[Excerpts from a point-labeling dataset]
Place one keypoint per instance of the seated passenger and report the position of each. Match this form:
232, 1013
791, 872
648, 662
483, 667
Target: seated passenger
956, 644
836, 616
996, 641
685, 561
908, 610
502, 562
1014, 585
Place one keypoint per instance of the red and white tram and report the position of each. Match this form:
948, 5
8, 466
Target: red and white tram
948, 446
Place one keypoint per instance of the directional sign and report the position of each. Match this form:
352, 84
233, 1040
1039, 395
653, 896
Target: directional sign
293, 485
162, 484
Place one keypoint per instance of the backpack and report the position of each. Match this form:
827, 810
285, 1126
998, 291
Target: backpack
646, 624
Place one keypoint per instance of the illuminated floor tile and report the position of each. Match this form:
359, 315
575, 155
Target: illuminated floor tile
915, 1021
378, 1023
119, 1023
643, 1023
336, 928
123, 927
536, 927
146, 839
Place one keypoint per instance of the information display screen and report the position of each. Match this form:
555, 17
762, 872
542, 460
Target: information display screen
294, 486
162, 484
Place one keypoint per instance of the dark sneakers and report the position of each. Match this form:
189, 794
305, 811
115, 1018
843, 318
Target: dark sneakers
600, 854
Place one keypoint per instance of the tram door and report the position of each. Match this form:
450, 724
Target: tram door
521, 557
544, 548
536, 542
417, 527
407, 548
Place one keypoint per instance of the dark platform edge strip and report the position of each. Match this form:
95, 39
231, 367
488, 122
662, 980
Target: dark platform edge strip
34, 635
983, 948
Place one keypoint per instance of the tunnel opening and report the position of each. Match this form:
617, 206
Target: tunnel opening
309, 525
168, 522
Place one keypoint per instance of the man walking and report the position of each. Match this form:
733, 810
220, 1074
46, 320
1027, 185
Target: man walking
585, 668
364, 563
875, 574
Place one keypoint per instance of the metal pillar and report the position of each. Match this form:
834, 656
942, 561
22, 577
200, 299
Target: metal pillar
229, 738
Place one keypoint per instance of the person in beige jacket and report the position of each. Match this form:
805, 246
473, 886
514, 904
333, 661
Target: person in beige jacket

- [WHAT YOU SHOULD DO]: Arrange the lines of the listing as a JSON list of strings, one string per line and blank lines omitted, starting at the line that contains "Place one keypoint per instance of the metal" and ending at the final line of the listing, both ends included.

- [SOLUTION]:
[
  "Place one keypoint per instance of the metal pillar and report the position of each. Match this form:",
  "834, 656",
  "942, 561",
  "22, 577",
  "200, 299",
  "Target: metal pillar",
  "229, 738",
  "Place one keypoint per instance of the person in beige jacket and report the position of each. Match this form:",
  "805, 246",
  "473, 886",
  "514, 904",
  "333, 661",
  "Target: person in beige jacket"
]